● STATED GOAL:
Gather every line in the items below that contains the string "raised". Case counts.

(Records from a point-labeling set)
════════════════

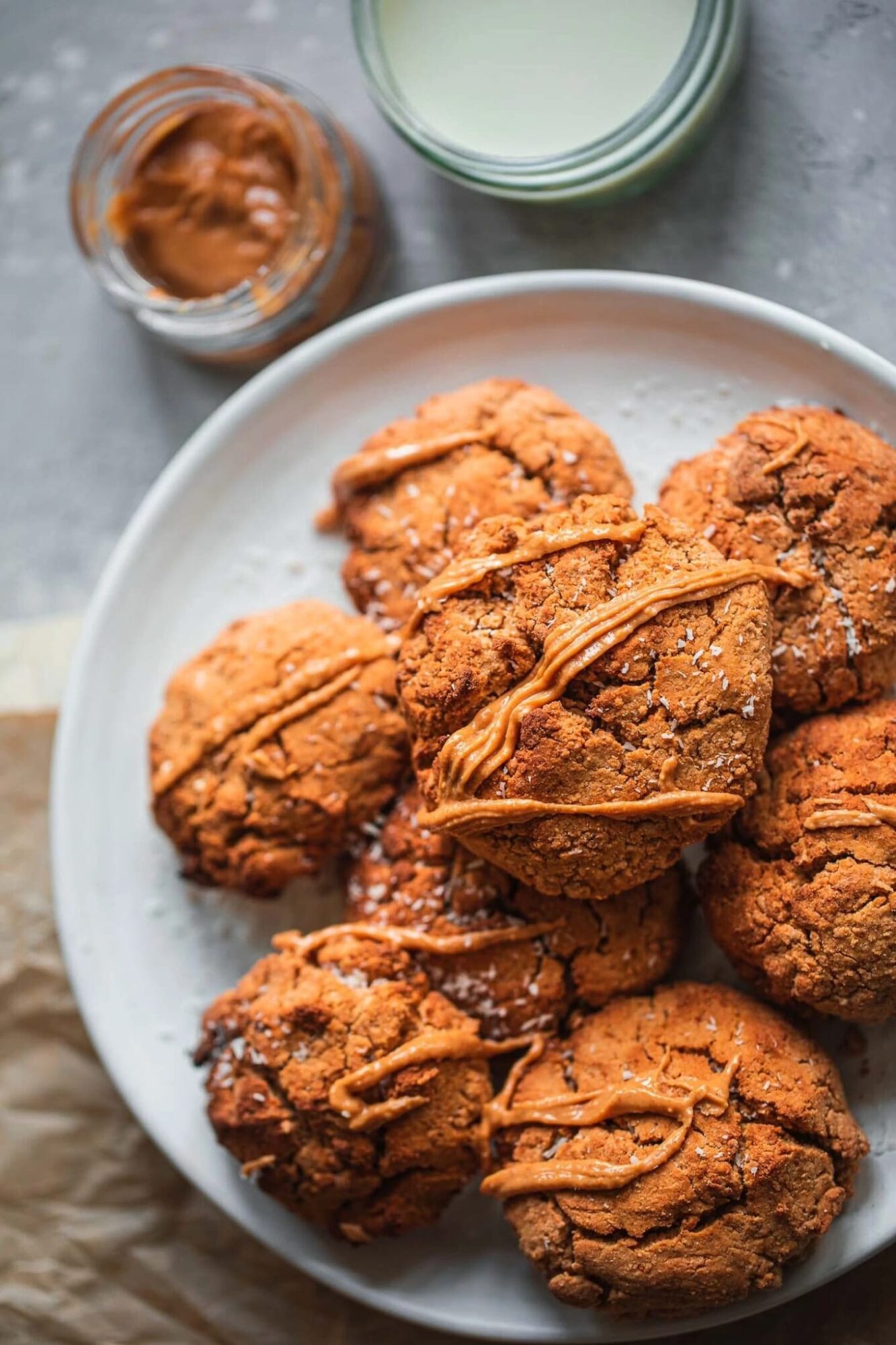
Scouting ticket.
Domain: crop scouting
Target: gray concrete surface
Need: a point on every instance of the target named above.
(792, 198)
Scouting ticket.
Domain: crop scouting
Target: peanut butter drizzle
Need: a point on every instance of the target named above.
(431, 1044)
(642, 1097)
(416, 941)
(376, 466)
(786, 455)
(264, 714)
(470, 816)
(474, 754)
(470, 570)
(434, 1044)
(873, 816)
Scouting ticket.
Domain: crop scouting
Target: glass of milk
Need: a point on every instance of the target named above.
(551, 100)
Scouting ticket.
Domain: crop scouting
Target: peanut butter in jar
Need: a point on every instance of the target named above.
(231, 215)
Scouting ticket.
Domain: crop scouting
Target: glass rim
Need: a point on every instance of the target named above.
(257, 299)
(686, 89)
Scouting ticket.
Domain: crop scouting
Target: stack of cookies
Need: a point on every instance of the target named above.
(545, 700)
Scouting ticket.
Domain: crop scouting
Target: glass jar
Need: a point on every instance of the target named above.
(622, 163)
(318, 268)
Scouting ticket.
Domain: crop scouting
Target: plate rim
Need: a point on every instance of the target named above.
(186, 462)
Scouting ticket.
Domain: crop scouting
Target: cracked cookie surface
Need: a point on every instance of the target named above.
(751, 1188)
(276, 743)
(540, 454)
(419, 879)
(287, 1034)
(807, 913)
(682, 704)
(807, 489)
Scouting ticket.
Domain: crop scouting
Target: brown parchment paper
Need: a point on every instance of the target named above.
(103, 1243)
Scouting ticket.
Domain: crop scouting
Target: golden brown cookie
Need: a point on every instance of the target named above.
(581, 716)
(802, 894)
(275, 744)
(417, 879)
(292, 1048)
(514, 449)
(807, 489)
(694, 1206)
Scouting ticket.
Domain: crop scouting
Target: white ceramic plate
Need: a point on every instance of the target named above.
(663, 365)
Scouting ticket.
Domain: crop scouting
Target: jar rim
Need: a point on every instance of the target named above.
(607, 165)
(247, 303)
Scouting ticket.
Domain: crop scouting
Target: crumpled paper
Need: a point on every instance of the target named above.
(104, 1243)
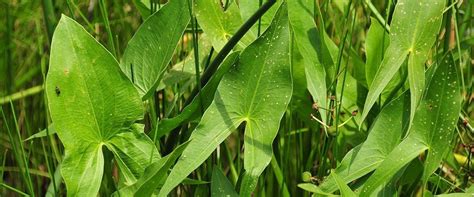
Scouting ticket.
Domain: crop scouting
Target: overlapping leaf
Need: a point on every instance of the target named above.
(93, 104)
(413, 31)
(255, 91)
(220, 24)
(312, 49)
(150, 50)
(385, 135)
(432, 128)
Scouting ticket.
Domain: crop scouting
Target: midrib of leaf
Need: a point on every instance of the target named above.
(82, 176)
(209, 147)
(73, 44)
(168, 46)
(437, 115)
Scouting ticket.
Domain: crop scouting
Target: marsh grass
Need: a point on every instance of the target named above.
(302, 145)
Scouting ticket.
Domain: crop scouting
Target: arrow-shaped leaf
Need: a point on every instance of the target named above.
(413, 32)
(257, 90)
(93, 104)
(432, 128)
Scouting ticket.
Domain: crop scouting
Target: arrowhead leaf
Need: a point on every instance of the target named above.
(150, 50)
(413, 32)
(257, 90)
(432, 128)
(92, 104)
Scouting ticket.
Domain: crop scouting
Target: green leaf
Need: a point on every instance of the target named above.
(312, 49)
(345, 190)
(249, 7)
(220, 185)
(384, 135)
(132, 154)
(432, 128)
(375, 46)
(43, 133)
(414, 28)
(257, 90)
(154, 176)
(92, 103)
(220, 25)
(150, 50)
(313, 189)
(192, 111)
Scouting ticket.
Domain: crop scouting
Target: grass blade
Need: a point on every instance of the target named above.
(150, 50)
(408, 37)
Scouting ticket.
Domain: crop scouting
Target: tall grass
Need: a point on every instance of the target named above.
(312, 139)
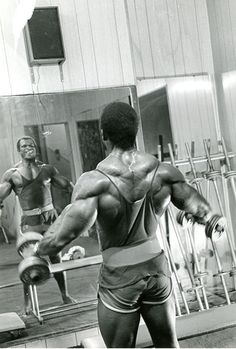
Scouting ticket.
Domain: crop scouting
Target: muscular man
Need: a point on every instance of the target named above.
(31, 181)
(126, 195)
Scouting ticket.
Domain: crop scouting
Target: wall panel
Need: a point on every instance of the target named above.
(170, 37)
(97, 49)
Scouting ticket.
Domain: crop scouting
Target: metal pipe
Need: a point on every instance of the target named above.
(187, 263)
(172, 264)
(199, 272)
(220, 272)
(213, 179)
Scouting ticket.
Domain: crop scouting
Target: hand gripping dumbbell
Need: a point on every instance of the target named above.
(32, 270)
(214, 226)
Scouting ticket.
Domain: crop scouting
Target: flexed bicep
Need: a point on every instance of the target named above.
(6, 184)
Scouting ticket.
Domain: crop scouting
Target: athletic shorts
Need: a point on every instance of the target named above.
(154, 289)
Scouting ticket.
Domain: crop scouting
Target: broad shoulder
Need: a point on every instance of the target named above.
(89, 184)
(47, 167)
(9, 173)
(169, 174)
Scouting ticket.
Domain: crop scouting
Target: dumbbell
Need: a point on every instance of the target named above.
(214, 227)
(32, 270)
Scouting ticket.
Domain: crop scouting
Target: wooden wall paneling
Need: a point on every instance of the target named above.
(217, 38)
(226, 29)
(160, 38)
(232, 13)
(189, 35)
(16, 60)
(5, 86)
(86, 42)
(144, 44)
(229, 98)
(194, 119)
(176, 39)
(123, 37)
(134, 37)
(204, 96)
(47, 77)
(204, 36)
(73, 67)
(106, 44)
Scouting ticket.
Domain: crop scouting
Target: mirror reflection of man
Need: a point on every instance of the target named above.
(31, 181)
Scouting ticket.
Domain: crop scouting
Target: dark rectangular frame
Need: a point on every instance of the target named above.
(58, 56)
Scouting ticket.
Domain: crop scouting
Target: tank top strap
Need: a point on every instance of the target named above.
(154, 175)
(115, 185)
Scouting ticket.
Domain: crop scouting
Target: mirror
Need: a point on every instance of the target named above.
(65, 127)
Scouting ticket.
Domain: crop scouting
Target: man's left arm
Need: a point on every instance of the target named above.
(184, 196)
(188, 199)
(73, 221)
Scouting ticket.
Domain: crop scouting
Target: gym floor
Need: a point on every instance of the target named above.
(82, 285)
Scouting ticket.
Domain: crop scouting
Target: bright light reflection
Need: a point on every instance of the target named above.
(229, 79)
(191, 85)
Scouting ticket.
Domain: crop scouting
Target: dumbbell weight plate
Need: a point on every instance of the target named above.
(33, 270)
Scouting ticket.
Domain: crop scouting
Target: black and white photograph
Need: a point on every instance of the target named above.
(117, 173)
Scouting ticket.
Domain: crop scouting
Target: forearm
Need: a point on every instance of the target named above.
(5, 189)
(72, 222)
(186, 198)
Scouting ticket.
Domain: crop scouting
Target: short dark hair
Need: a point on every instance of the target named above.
(119, 122)
(24, 137)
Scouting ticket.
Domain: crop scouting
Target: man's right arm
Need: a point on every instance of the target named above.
(183, 195)
(6, 184)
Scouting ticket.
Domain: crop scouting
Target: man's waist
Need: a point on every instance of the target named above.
(121, 256)
(38, 210)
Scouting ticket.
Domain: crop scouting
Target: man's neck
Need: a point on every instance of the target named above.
(28, 163)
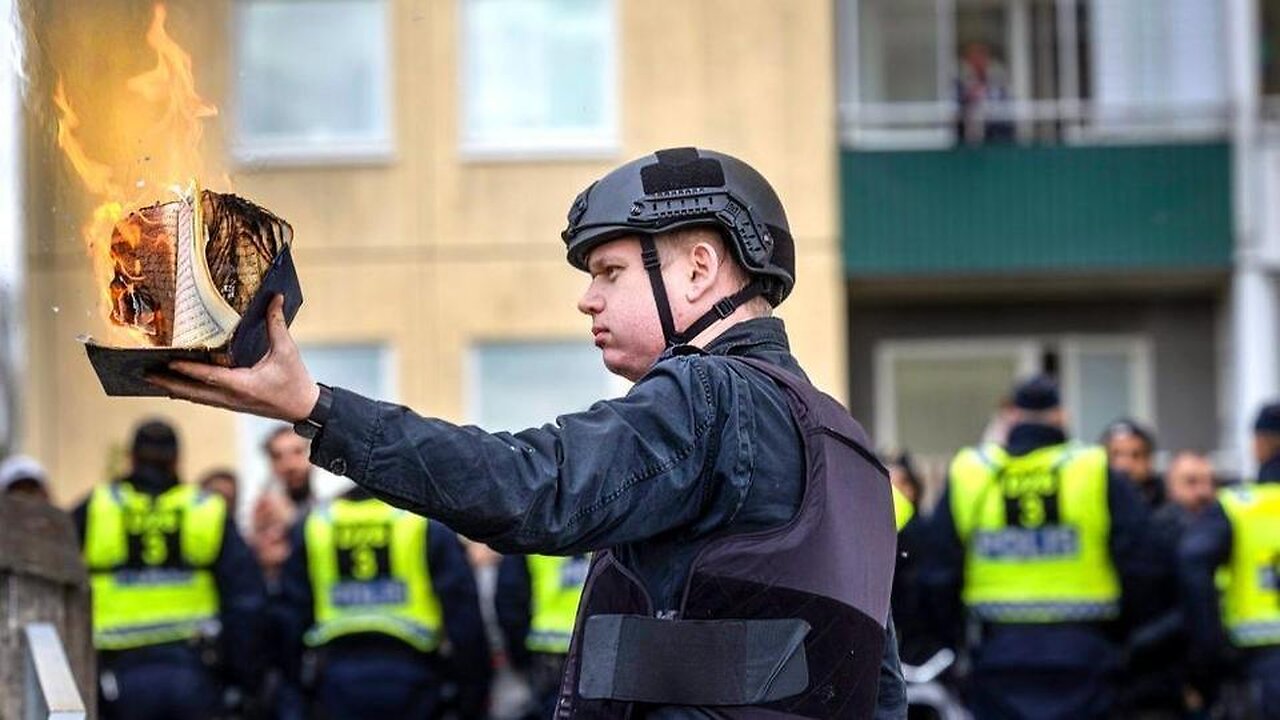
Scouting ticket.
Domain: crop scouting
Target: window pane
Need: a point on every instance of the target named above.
(945, 402)
(1105, 391)
(899, 55)
(312, 72)
(538, 69)
(525, 384)
(1157, 51)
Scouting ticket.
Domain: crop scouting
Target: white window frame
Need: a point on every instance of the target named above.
(283, 151)
(1142, 373)
(533, 146)
(1027, 352)
(616, 386)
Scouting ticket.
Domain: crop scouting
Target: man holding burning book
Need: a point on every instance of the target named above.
(721, 580)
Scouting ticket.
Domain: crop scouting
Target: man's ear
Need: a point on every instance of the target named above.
(704, 268)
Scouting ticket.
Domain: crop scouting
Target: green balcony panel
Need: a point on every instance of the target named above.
(1008, 209)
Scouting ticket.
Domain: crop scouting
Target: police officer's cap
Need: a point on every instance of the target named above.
(1037, 393)
(1129, 427)
(155, 441)
(1269, 419)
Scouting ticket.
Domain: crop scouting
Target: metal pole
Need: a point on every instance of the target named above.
(1253, 372)
(50, 687)
(12, 256)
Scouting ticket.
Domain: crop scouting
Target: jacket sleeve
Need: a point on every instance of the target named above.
(456, 588)
(513, 607)
(624, 470)
(941, 574)
(242, 597)
(1205, 547)
(891, 696)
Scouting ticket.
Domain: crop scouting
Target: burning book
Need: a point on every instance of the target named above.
(195, 277)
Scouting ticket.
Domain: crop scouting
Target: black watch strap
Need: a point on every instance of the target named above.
(314, 423)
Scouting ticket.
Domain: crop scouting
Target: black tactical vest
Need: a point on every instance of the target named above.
(781, 623)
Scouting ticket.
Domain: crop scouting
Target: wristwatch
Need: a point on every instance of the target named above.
(314, 423)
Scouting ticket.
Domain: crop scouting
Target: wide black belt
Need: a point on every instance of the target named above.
(640, 659)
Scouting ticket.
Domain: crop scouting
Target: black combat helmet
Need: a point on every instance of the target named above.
(684, 187)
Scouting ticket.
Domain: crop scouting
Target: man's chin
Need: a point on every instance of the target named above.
(620, 365)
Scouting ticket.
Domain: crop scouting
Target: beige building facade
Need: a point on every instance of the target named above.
(430, 251)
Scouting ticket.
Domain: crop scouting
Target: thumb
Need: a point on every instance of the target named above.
(277, 328)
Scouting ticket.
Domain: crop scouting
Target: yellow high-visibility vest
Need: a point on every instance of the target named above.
(369, 574)
(1251, 591)
(150, 564)
(903, 509)
(554, 593)
(1034, 531)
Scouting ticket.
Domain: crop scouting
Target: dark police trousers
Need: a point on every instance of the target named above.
(156, 683)
(375, 679)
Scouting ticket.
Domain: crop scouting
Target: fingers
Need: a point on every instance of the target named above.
(277, 328)
(191, 390)
(205, 373)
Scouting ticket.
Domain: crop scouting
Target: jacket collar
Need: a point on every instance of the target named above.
(1270, 470)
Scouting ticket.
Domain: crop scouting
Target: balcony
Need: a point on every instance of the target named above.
(1055, 208)
(1023, 137)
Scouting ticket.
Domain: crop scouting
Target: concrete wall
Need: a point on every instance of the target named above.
(430, 253)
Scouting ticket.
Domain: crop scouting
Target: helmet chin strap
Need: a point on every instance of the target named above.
(722, 309)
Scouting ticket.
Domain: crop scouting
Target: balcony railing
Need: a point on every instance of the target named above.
(932, 124)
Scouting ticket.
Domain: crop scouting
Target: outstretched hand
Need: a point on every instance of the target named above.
(278, 386)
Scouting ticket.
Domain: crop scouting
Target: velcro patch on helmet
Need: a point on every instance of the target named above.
(681, 169)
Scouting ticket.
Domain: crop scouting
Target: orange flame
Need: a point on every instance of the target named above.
(170, 158)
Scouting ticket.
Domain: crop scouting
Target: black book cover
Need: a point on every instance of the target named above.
(122, 369)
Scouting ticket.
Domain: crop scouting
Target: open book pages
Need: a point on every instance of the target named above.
(186, 270)
(201, 315)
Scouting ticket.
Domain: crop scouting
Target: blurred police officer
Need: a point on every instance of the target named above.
(1033, 540)
(1237, 624)
(177, 596)
(745, 532)
(1132, 451)
(1156, 680)
(371, 593)
(536, 602)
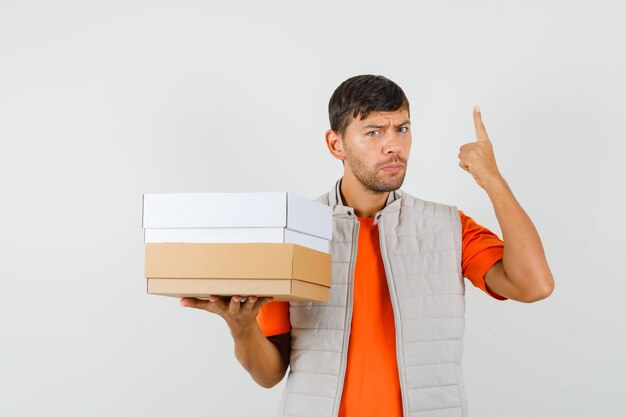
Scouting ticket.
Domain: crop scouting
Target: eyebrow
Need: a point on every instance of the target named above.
(382, 126)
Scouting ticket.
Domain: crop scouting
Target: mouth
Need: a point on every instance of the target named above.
(392, 168)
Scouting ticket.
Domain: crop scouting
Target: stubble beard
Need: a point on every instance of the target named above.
(372, 178)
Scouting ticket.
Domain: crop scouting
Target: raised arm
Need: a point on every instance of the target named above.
(523, 274)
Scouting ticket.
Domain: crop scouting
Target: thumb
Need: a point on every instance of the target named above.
(479, 126)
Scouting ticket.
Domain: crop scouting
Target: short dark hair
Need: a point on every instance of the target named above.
(360, 95)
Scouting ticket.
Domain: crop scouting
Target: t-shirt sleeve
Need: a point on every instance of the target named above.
(273, 318)
(481, 250)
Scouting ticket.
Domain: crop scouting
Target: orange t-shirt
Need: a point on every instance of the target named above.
(372, 387)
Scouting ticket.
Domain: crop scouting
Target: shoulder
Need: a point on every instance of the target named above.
(324, 198)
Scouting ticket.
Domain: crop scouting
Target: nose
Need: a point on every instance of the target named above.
(393, 144)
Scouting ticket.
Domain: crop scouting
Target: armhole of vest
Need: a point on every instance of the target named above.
(457, 232)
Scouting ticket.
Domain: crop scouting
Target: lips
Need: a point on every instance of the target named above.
(392, 168)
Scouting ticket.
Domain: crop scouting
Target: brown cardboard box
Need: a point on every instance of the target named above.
(284, 271)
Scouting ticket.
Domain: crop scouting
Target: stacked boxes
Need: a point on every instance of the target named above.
(264, 244)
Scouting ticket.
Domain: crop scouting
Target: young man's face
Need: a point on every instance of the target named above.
(377, 149)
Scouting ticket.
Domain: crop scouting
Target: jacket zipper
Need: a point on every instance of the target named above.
(396, 313)
(348, 318)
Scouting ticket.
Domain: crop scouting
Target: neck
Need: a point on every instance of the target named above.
(365, 202)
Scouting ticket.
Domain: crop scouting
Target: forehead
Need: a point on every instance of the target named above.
(383, 118)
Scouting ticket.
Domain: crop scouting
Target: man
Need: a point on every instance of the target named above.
(389, 340)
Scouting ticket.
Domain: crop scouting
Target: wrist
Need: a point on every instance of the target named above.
(495, 186)
(243, 331)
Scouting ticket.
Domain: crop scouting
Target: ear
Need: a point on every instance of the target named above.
(334, 141)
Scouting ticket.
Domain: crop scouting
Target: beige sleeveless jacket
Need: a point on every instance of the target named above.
(420, 244)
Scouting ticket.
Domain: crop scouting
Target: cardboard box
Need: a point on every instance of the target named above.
(285, 271)
(236, 235)
(209, 210)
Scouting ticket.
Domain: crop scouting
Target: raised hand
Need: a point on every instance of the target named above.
(477, 157)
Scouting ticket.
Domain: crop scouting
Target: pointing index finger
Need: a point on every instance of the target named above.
(481, 132)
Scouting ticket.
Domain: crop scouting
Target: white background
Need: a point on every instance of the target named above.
(103, 101)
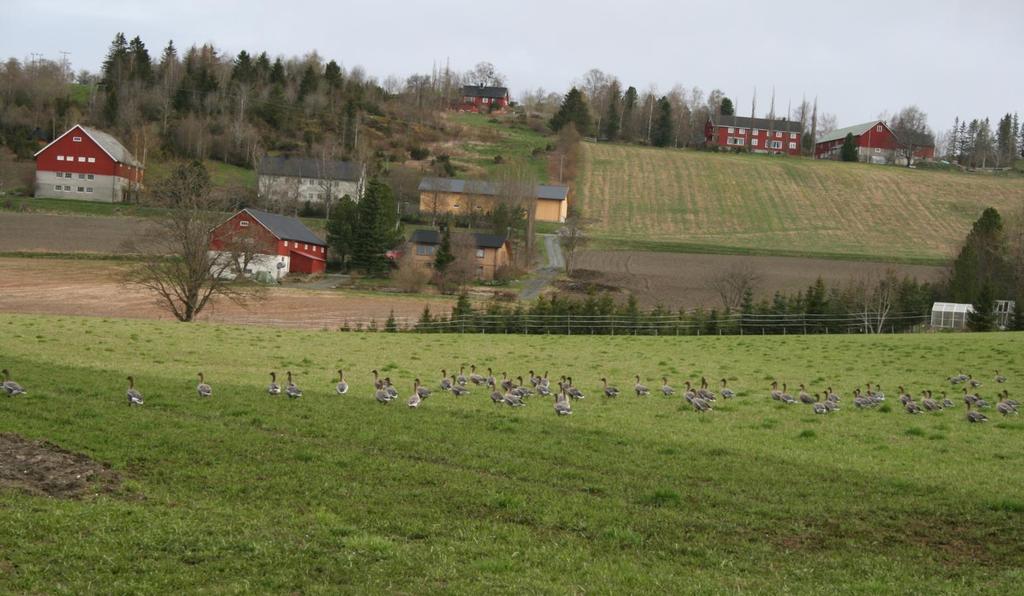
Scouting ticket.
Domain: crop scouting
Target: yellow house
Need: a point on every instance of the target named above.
(491, 252)
(441, 196)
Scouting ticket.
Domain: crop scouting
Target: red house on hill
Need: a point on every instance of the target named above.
(876, 142)
(480, 98)
(275, 244)
(760, 135)
(89, 165)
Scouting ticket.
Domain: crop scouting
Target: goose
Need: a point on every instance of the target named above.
(415, 399)
(292, 390)
(134, 397)
(473, 377)
(640, 389)
(203, 388)
(10, 387)
(609, 390)
(562, 407)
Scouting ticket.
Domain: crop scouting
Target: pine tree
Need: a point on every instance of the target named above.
(665, 125)
(849, 151)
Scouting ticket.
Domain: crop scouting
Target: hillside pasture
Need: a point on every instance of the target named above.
(247, 493)
(687, 201)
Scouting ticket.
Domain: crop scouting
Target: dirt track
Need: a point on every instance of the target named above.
(92, 288)
(676, 280)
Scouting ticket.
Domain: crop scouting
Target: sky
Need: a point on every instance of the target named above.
(860, 58)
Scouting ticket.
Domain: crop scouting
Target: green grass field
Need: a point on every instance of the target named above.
(246, 493)
(686, 201)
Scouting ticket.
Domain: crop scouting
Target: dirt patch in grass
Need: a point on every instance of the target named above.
(41, 468)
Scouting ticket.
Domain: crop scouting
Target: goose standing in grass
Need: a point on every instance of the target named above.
(292, 390)
(342, 386)
(203, 388)
(10, 387)
(134, 397)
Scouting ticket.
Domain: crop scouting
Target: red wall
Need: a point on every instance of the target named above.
(67, 145)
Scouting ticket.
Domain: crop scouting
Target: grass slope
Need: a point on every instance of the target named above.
(650, 199)
(250, 494)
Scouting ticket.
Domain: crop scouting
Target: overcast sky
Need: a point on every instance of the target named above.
(859, 57)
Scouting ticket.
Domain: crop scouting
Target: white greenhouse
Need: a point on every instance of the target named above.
(950, 314)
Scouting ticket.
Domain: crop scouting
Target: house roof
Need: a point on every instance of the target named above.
(285, 227)
(432, 237)
(765, 123)
(856, 130)
(546, 192)
(111, 145)
(481, 91)
(310, 168)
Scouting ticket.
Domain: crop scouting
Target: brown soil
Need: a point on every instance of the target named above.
(677, 280)
(41, 286)
(47, 470)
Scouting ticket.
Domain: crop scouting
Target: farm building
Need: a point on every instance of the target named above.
(876, 142)
(758, 134)
(480, 98)
(266, 243)
(308, 179)
(89, 165)
(491, 252)
(441, 196)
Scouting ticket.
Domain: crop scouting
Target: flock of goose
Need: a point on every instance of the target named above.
(513, 392)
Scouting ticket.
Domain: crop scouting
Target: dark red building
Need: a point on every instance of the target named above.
(89, 165)
(285, 244)
(480, 98)
(755, 134)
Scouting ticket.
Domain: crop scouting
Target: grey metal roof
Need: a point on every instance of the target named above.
(432, 237)
(310, 168)
(481, 91)
(286, 227)
(459, 186)
(763, 123)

════════════════

● SOLUTION FOR THIS EXERCISE:
Target: raised arm
Target: raised hand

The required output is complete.